Job =
Can you copy out the part of the forum thread on Uber's all-electric pledge below between "## AvisDeene (Jun" and "(Jan 5, 2017)", inclusive, word for word?

Selected text =

===============

# Uber Pledges to Go All-Electric, but It Doesn't Own the Cars



## OC-Moe (Oct 6, 2018)

https://www.wired.com/story/uber-pledges-electric-doesnt-own-cars/


----------



## 25rides7daysaweek (Nov 20, 2017)

Uber green pays .03 per mile more yahoo!!!!!!
Im gonna go buy a tesla tomorrow!!!!!


----------



## SHalester (Aug 25, 2019)

.....if Uber assists in buying a Telsa, sign me up. I'll order one today.


----------



## Kurt Halfyard (Dec 13, 2017)

Many Options available. None of them will be cheap. 
Nobody should be buying a NEW vehicle just to do Gig-work anyway...

https://www.caranddriver.com/news/g29994375/future-electric-cars-trucks/


----------



## Stevie The magic Unicorn (Apr 3, 2018)

However by 2030 there might be a cheapy Nissan leaf available.


----------



## Kurt Halfyard (Dec 13, 2017)

Stevie The magic Unicorn said:


> However by 2030 there might be a cheapy Nissan leaf available.


As someone who bought a used 2011 Nissan Leaf in 2014 for a VERY, VERY GOOD PRICE. I'd say they exist now. But those models wouldn't have EV-Range long enough to do Ridehail with 1st Gen Leafs have on a good day <75 miles.


----------



## REX HAVOC (Jul 4, 2016)

I make so much money doing $3 rides all day long I'm going to buy a Tesla model S next year. :wink:


----------



## OC-Moe (Oct 6, 2018)

by 2030 Über and Lyft will have all electric robot cars...hahahaha


----------



## The Gift of Fish (Mar 17, 2017)

Kurt Halfyard said:


> As someone who bought a used 2011 Nissan Leaf in 2014 for a VERY, VERY GOOD PRICE. I'd say they exist now. But those models wouldn't have EV-Range long enough to do Ridehail with 1st Gen Leafs have on a good day <75 miles.


I've also seen them going dirt cheap on CL, with the description saying that the range has dropped due to battery degradation down to 40 miles or so. I wonder how easy it would be to buy one and repower it with a gasoline engine? &#129300;

https://sfbay.craigslist.org/pen/cto/d/san-carlos-2011-nissan-leaf-sl-all/7183728204.html


----------



## Blatherskite (Nov 30, 2016)

What happened to the 20,000 driverless Jaguar SUVs that Waymo ordered from Land Rover?


----------



## AvisDeene (Jun 7, 2019)

Battery tech isn't there yet. I don't see it getting better by 2030 either, nor do I see drivers being able to afford all electric vehicles, as well as maintaining them (with the amount of miles we put on them) with the rates LyUber pays. Seems like this would be another nail in their coffin. 

Oh well, I hope to be out of this business soon, I applied to the USPS yesterday, please pray for me. Feel free to throw in an extra prayer that I win the Missouri Lotto soon.


----------



## MichaelMax (Jan 5, 2017)

===============

Dataset excerpt:
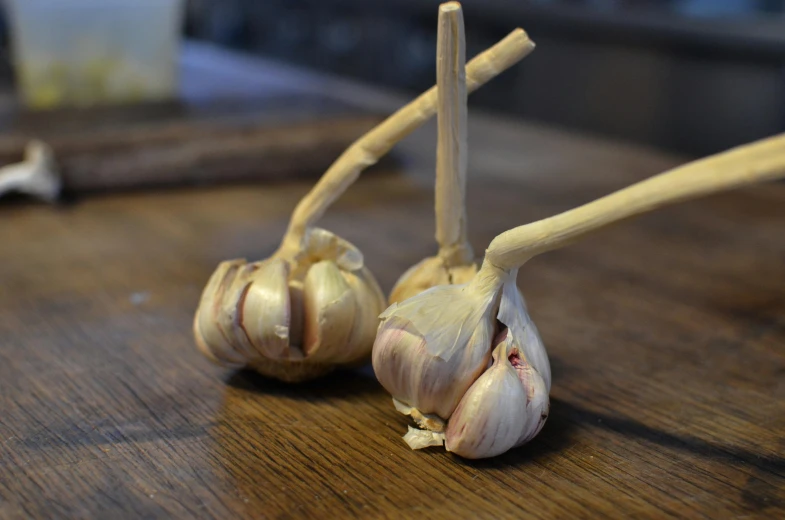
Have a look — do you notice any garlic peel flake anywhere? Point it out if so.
[403,426,444,450]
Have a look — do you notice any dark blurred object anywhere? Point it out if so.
[188,0,785,154]
[0,95,382,192]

===============

Correct answer =
## AvisDeene (Jun 7, 2019)

Battery tech isn't there yet. I don't see it getting better by 2030 either, nor do I see drivers being able to afford all electric vehicles, as well as maintaining them (with the amount of miles we put on them) with the rates LyUber pays. Seems like this would be another nail in their coffin. 

Oh well, I hope to be out of this business soon, I applied to the USPS yesterday, please pray for me. Feel free to throw in an extra prayer that I win the Missouri Lotto soon.


----------



## MichaelMax (Jan 5, 2017)